What is expected: Give the material once more, word for word, without any images.

(Dataset excerpts on object pointing)
▬▬▬▬▬▬▬▬▬▬

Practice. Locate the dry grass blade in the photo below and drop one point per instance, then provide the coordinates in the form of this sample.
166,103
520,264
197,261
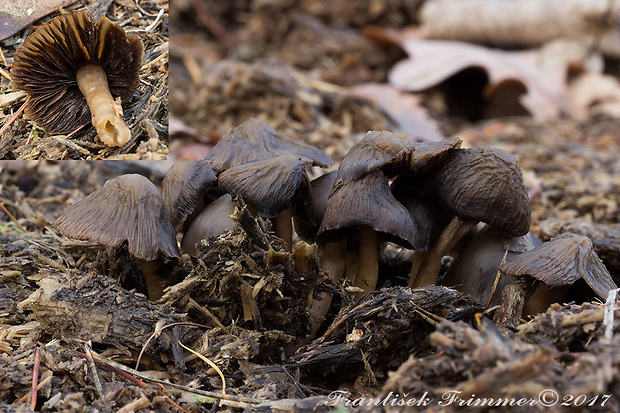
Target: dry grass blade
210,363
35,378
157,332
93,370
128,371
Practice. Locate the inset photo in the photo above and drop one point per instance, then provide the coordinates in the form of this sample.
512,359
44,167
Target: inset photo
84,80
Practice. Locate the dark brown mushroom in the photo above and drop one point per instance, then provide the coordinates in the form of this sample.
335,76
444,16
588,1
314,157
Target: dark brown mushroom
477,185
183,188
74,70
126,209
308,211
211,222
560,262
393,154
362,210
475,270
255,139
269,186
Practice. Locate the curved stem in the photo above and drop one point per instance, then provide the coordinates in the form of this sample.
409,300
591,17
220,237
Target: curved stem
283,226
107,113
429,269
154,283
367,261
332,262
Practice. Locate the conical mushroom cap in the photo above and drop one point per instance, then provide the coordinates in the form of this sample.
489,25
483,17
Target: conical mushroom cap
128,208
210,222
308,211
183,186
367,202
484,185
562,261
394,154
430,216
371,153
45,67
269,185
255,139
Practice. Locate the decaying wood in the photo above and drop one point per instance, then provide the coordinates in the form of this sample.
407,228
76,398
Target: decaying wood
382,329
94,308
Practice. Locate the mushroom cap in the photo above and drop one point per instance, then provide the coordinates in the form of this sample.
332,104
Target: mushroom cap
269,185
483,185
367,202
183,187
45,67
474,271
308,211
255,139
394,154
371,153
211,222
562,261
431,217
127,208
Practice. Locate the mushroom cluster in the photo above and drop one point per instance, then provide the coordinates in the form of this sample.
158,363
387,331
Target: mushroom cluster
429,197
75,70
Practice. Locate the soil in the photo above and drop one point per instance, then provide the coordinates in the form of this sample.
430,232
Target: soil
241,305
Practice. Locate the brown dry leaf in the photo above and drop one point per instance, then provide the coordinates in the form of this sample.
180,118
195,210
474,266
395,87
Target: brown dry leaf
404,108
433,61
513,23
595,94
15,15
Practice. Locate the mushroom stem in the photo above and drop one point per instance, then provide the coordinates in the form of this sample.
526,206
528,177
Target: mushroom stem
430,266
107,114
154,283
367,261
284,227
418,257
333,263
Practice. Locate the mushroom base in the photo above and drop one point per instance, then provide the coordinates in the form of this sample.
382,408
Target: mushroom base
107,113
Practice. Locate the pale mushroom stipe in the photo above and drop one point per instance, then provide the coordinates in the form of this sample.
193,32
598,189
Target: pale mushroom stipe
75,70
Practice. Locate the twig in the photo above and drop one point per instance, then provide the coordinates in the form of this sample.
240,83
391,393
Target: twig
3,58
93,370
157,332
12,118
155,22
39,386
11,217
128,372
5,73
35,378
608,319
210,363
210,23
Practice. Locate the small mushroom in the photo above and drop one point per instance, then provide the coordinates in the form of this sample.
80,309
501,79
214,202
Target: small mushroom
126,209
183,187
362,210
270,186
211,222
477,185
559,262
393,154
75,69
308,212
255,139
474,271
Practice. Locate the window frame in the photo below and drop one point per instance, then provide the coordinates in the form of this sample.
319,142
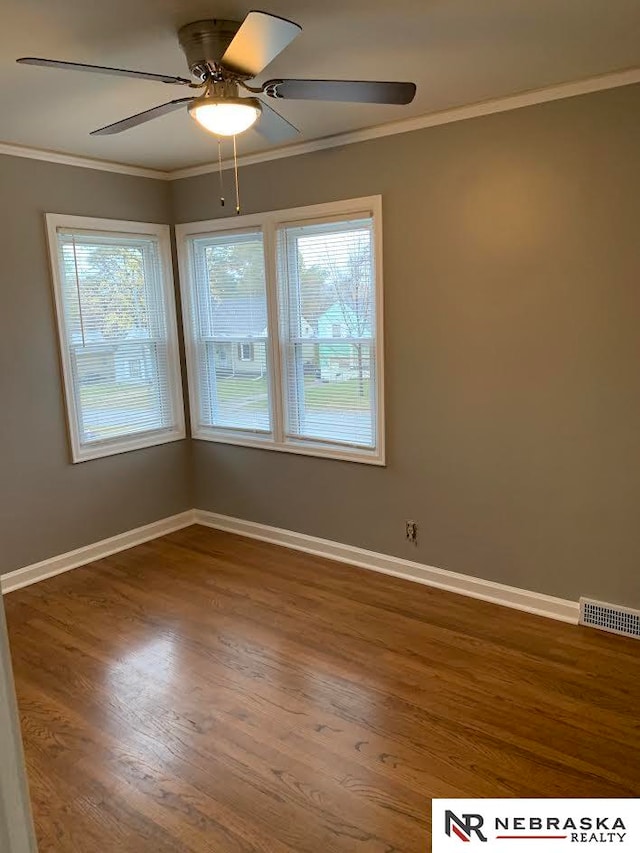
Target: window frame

▬▬▬▬▬▬▬▬▬▬

Problem solution:
Practice. Locate the dry grass blade in the photo below and drop one point per instance, then provide the coordinates in the form of this sample.
166,103
520,264
197,261
Target: dry grass blade
210,363
35,378
157,332
93,370
128,371
Practice. Locate the inset photo in the photo above and drop one point per instance, then provide the coordinates in the form of this sample.
512,359
44,167
Target: inset photo
84,80
Practice. Locate the dark brown mushroom in the photo above and drop one point per instance, then provide the coordinates in the form of this sample.
335,76
444,16
588,1
314,157
Target: dark brown mushroom
477,185
183,188
74,70
126,209
308,211
211,222
560,262
393,154
362,210
475,270
255,139
269,186
Practice. Locate the curved stem in the photo above and drop one point per instance, then provide the coordinates in the form of this sample.
409,300
591,17
220,237
Target: curved stem
283,226
107,113
429,269
154,283
367,261
332,262
Practice. Locate the conical mushroom cap in the photo above and drop one point per instance, then provide the coordinates in the form of this sample.
489,25
483,17
Target: conical mushroom cap
128,208
210,222
308,211
183,186
367,202
484,185
562,261
394,154
430,216
371,153
45,67
269,185
255,139
Practice. Locate the decaying wood in the photo above and drop one point per instance, then provide the coordinates in the form of this sample.
407,228
76,398
Target: decaying wood
382,329
94,308
Practice. Locate the mushroom cap in the photo above and drop one point per instance, then provide the coordinates in the form of this sample.
332,104
Target: mushroom cap
269,185
483,185
367,202
183,187
45,67
474,271
308,211
255,139
394,154
371,153
211,222
562,261
431,217
127,208
Practice. Locate the mushroom cluster in the photo above and drop one point per instance, then provide the coordinates in the form of this sample.
158,363
387,331
Target: mushroom cluster
429,197
75,70
Practice. Locate the soil in the photo above and drop one point per instance, then provide the coordinates in the form of this sample.
430,232
Target: soil
241,305
Practice. Locate the brown dry leaf in the photo above and drop one point per instance, then provide the coordinates in the form of this sample.
180,118
195,210
474,266
395,87
Target: brown dry leaf
404,108
433,61
513,23
595,94
15,15
Practice. Locate the mushroom stem in the photo above and drop one point per instance, then provide the coordinates in the form of this sample.
526,206
528,177
Target: mushroom stem
430,266
107,114
154,283
367,261
284,227
418,257
333,263
Practice. Locate the mushroom base in the photo above and drop one point per instance, then provide the coordinates in the form of this sample.
382,408
Target: mushroom base
107,113
Practice. Locate the pale mushroom stipe in the photo above and drop one point per instance, then provide the coordinates in the form of this sample.
193,32
598,189
Target: pale mushroom stipe
75,70
Practice. Locate the twig in the photo above and drop one point per instance, then provide the coordinates in the form of this sample.
240,83
391,393
Target: twig
3,58
93,370
157,332
12,118
155,22
39,386
11,217
128,372
5,73
35,378
608,319
210,363
210,23
Practice. Locate the small mushroom in the photo above and drop one point per instance, then provide the coordinates in the form of this sample.
80,309
501,79
214,202
Target: small mushroom
126,209
183,187
362,210
270,186
211,222
477,185
559,262
393,154
75,69
308,212
255,139
474,271
Practice. Locate the window frame in the photo below and drop one point per instance, then provide the coordinates in the form of this sample.
319,142
Target: window frame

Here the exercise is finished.